EXERCISE DIRECTIONS
Can you write out all the lines word for word, with no pictures?
>> BEGIN ENTRIES SHOWN
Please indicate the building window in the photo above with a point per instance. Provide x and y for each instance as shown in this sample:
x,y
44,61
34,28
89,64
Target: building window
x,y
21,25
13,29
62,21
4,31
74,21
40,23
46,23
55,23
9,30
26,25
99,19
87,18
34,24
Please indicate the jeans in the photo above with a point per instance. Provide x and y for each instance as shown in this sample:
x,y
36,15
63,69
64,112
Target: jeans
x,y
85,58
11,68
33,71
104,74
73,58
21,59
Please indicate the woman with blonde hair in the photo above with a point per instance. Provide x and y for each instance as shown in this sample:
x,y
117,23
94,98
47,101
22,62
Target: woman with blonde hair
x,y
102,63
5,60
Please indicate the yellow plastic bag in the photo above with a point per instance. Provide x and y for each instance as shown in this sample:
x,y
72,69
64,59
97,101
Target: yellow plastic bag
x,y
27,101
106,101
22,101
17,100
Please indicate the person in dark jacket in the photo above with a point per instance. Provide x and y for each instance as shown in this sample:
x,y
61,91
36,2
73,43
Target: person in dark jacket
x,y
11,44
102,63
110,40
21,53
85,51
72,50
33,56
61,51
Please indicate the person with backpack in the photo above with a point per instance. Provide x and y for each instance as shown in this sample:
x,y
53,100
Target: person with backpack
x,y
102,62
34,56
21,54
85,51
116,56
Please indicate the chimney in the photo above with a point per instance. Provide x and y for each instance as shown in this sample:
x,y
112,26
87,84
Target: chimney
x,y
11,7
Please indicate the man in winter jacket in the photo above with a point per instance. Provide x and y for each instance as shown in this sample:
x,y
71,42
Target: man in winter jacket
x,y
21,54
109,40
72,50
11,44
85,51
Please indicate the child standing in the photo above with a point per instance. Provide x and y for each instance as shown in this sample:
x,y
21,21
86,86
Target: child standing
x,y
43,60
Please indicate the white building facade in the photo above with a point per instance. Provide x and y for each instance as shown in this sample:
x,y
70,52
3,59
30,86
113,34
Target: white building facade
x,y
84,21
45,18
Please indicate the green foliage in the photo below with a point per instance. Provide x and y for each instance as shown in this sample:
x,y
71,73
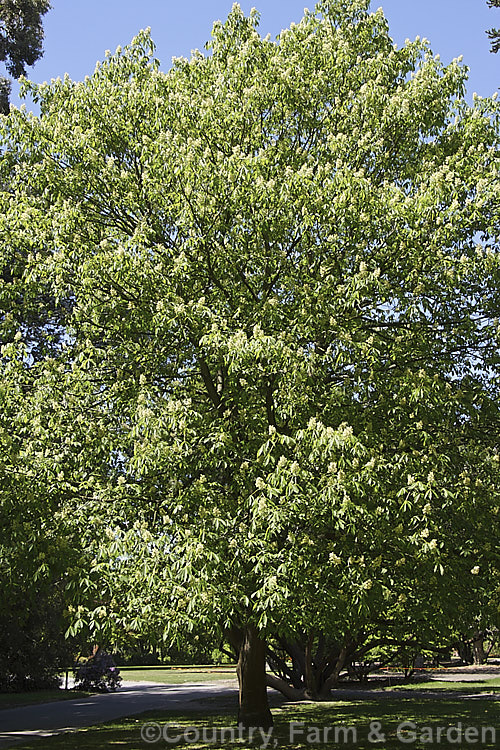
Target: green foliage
x,y
278,401
494,34
21,37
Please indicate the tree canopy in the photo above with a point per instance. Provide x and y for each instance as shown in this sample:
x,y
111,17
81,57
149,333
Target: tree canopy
x,y
494,34
275,406
21,37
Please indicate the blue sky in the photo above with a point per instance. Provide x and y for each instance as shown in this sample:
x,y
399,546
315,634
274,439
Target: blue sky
x,y
78,32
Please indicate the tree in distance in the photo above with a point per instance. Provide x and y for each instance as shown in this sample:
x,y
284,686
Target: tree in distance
x,y
21,37
275,410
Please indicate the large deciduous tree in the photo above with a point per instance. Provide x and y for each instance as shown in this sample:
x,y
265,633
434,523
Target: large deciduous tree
x,y
282,344
21,37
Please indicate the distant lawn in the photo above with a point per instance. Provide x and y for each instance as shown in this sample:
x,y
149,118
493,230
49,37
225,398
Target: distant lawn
x,y
13,700
355,716
177,676
476,686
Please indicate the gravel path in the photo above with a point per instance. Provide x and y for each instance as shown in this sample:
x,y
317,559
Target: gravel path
x,y
30,722
43,719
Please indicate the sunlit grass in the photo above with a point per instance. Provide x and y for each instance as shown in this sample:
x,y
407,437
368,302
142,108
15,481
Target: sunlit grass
x,y
357,716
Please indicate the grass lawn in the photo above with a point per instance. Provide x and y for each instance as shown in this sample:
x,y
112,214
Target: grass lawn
x,y
13,700
173,676
354,716
485,686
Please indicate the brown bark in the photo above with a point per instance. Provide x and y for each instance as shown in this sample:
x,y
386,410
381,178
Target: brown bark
x,y
293,694
310,677
478,648
254,706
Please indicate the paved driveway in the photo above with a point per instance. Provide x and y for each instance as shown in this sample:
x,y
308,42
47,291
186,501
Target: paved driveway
x,y
29,722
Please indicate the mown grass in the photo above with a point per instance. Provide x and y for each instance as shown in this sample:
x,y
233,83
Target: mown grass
x,y
362,720
478,685
14,700
172,676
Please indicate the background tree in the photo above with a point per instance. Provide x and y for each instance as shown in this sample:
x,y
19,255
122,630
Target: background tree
x,y
494,34
21,37
279,410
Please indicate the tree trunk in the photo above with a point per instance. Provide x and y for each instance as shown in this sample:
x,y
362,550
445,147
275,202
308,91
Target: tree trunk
x,y
478,648
310,676
254,707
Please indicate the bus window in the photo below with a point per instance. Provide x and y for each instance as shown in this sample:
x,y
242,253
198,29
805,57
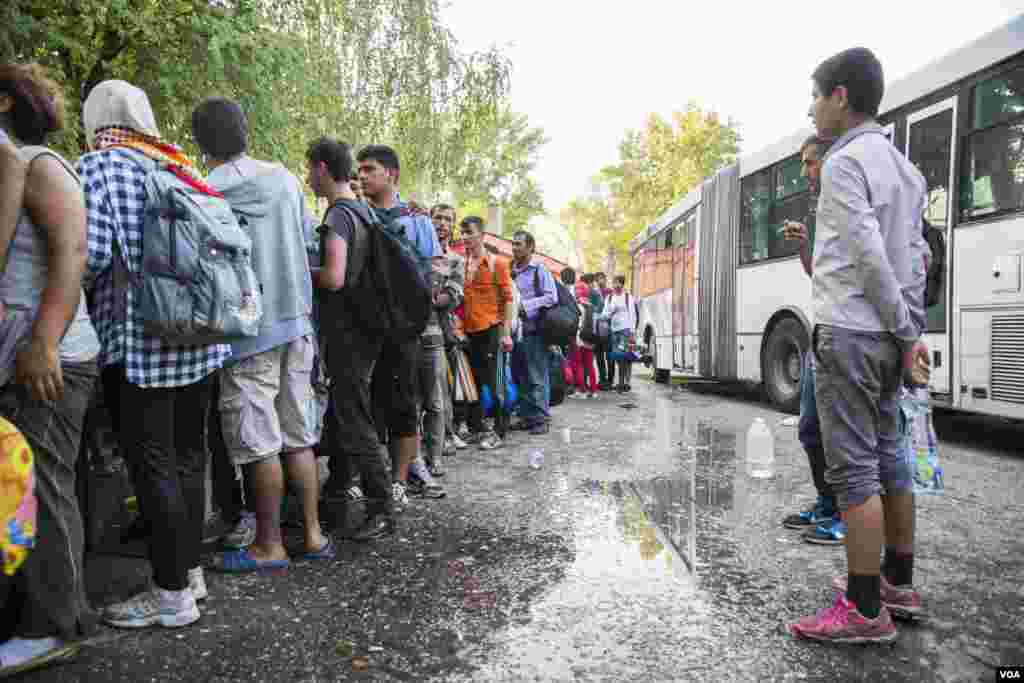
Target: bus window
x,y
992,179
769,198
756,218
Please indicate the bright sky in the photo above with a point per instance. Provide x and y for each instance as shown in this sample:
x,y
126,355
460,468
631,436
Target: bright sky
x,y
587,71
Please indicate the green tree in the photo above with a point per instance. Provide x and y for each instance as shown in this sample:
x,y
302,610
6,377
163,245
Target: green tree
x,y
366,71
497,165
657,166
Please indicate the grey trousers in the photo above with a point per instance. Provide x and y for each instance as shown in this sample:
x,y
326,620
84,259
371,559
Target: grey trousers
x,y
433,385
49,588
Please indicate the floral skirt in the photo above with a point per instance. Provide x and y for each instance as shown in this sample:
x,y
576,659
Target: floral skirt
x,y
17,498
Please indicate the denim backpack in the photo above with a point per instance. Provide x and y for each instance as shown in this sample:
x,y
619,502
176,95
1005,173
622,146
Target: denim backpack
x,y
196,285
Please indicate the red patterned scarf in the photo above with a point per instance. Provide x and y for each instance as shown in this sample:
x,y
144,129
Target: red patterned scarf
x,y
157,150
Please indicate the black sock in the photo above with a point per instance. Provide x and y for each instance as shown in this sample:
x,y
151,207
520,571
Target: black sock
x,y
898,567
865,593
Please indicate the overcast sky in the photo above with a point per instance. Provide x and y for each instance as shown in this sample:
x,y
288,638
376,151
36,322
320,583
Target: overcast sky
x,y
588,71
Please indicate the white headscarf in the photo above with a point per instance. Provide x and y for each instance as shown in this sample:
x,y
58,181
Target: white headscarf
x,y
118,103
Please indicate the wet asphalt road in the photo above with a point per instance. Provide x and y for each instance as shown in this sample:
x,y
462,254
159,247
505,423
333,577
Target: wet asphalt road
>> END ENTRIES SHOWN
WRITTEN RESPONSE
Please indicate the building window in the photo above with a point per instance. Provide x and y for each instance as shown in this sample:
x,y
44,61
34,28
89,64
Target: building window
x,y
21,25
13,29
62,21
4,31
74,21
40,23
46,23
55,23
9,30
26,25
99,19
87,18
34,24
Please indicate the jeans in the photo above with a point per instance. Provide x and y for each instance as shown in this sample:
x,y
36,15
63,69
64,112
Target: jeans
x,y
85,58
11,68
33,71
104,74
73,58
21,59
Please indicate the woman with blonde hair in the photo above with a point per instance. Provide x and y for each instance as shown in this sample:
x,y
117,23
94,98
47,101
22,62
Target: woman with blonde hair
x,y
102,63
5,60
Please indicate the yellow plastic bag in the photo above with a point per instance. Provide x and y for each instance as shown in this sample:
x,y
72,69
64,59
97,101
Target: yellow plastic bag
x,y
27,101
106,101
22,101
17,100
Please indicate the person in dark jacket in the photo above with a point per instance. Provide x and y for each instance as shown in this sample:
x,y
61,91
36,2
73,43
Target: person in dark jacket
x,y
11,44
102,63
110,40
21,53
85,51
72,50
33,56
61,51
Please indicate the person with backpack in the photo above with a point per instance. Provide x and y for each instance as shown in this sample:
x,y
53,100
Target: person with backpack
x,y
102,62
34,56
21,54
85,51
116,56
Please indicate the chimney in the photo above with a point per instance. Provide x and y for each instance as shown in this sample:
x,y
112,26
87,84
Target: chimney
x,y
11,7
Please indicate the man in winter jacket in the photo above with a point per instance. Provide x and y for each instance as shown in this sample:
x,y
71,42
Target: man in winter jacket
x,y
21,54
109,40
72,50
11,44
85,51
Please indicate the child standing in the photo above with a point per instance. Provide x and y for each instance as shown in this sample:
x,y
21,21
86,86
Target: child standing
x,y
43,60
Please indicate the white building facade in the photo above with a point per instance. Provide x and y for each instance as shown in this sample:
x,y
70,52
3,59
30,86
113,34
Target: white building facade
x,y
84,21
45,18
Please indicate the green foliage in the photo below with a point per instance. Provide x and y for each instance as shown in this sample:
x,y
71,73
Target: green foliage
x,y
278,401
494,34
21,37
Please indicate the tree canopy in the photo above with a point per instance. Provide x and y for each instance as shown in this sample:
x,y
111,17
81,57
149,333
Target: tree canopy
x,y
494,34
275,406
21,37
Please indicate the blue sky in the photo above with a point per instance. Provide x and y for each instance as shown in this sample:
x,y
399,546
315,634
274,439
Target: blue sky
x,y
78,32
Please indicate the tree in distance in the photo above with a point per instance. Provide x and y for each instance as shown in this sample:
x,y
284,686
Target: tree in distance
x,y
21,37
275,410
Please indicate the large deciduous tree in the photo above with a point per instance. Provide x and y for each instance as shown in this sample:
x,y
265,633
434,523
Target: large deciduous tree
x,y
282,344
21,37
Please indicate the distant lawn in the photo above with a point per instance. Provide x and y for each instance as shown in this sample:
x,y
149,118
493,230
49,37
225,398
Target: distant lawn
x,y
13,700
355,716
177,676
476,686
Please indicate the gravel path in the photo above with a point per instance. Provide x and y for each instance as shown in this sample:
x,y
317,559
Target: gravel path
x,y
30,722
43,719
Please indicate the sunlit grass in the photo above with a point per instance. Provide x and y for each instance as shown in this sample:
x,y
407,437
368,302
142,108
15,481
Target: sunlit grass
x,y
357,716
Please indicate the grass lawn in the photo above with a point per instance. Provide x and y for each instance as shown in this sample:
x,y
112,214
Target: grass lawn
x,y
13,700
173,676
354,716
485,686
Please indicate the brown bark in the photo above with a point per instance. Provide x and y for each instance as shown in this sample:
x,y
386,410
381,178
Target: brown bark
x,y
293,694
310,677
478,648
254,706
Please indicate the paved driveway in the photo above with a point per instance. Provide x and y for each instance as shown in this sample:
x,y
308,42
47,291
186,501
Target: paved driveway
x,y
29,722
Please indicate the mown grass in the photo above with a point per instance. Provide x and y for each instance as shown in this sample:
x,y
233,83
Target: mown grass
x,y
362,720
478,685
14,700
172,676
Please indicate the background tree in the photo above with a point per instance. Provide x and y for each instance as shown in this sample:
x,y
19,255
122,630
Target: background tree
x,y
494,34
21,37
279,410
Please indicate the tree trunk in the photo above with a point per instance. Provide x and y for each instance as shown in this sample:
x,y
362,550
445,147
275,202
308,91
Target: tree trunk
x,y
478,648
310,676
254,707
Please indicate the bus window in the photo below with a point per instance. Provide x and y for each instance as shown in this sample:
x,y
242,253
198,29
805,57
Target: bus window
x,y
992,179
769,198
756,218
Please indicate the bright sky in the photo above with a point per instance. Provide x and y for each instance as shown in this sample:
x,y
126,355
460,468
631,436
Target: bright sky
x,y
587,71
Please indicate the green tree in the photo above with a point per instance. Provide x and y for each instance as shown in this sample:
x,y
302,610
6,377
163,245
Target: green tree
x,y
366,71
497,165
657,166
Please indicate the grey trousers in the photo above with a point per instance. Provide x and y for each instance as shown in this sample:
x,y
326,620
84,259
371,559
Target: grey trousers
x,y
433,385
49,588
Please indicate the floral skirt in the photo above with a point per instance. Provide x and y for each instance as shown in this sample:
x,y
576,659
Target: floral skirt
x,y
17,498
Please indicate the denim backpack in the photo above with a point per instance. Provide x and y for each instance as shown in this sample:
x,y
619,502
176,95
1005,173
622,146
Target: denim backpack
x,y
196,285
Please indicate the red patterned scarf in the photo above with a point per instance. Provide x and y for each instance as shown in this sample:
x,y
144,129
Target: red patterned scarf
x,y
157,150
Please indicate the black sock in the photo above with a point per instance. Provide x and y for each instance as shown in this sample:
x,y
151,207
520,571
Target: black sock
x,y
898,567
865,593
Please indicate the overcast sky in the photo above with a point per instance. Provide x and y for each instance as shown in this sample:
x,y
288,638
376,151
36,322
320,583
Target: overcast sky
x,y
588,71
Please indicate the white headscarf in the photo above with a point per instance. Provide x and y for each instance as shown in this sample:
x,y
58,181
Target: white headscarf
x,y
118,103
Please indicate the wet asphalt road in the photo above with a point per instance. Provide x and y for each instance as shown in this sample:
x,y
462,254
159,247
505,423
333,577
Target: wet asphalt road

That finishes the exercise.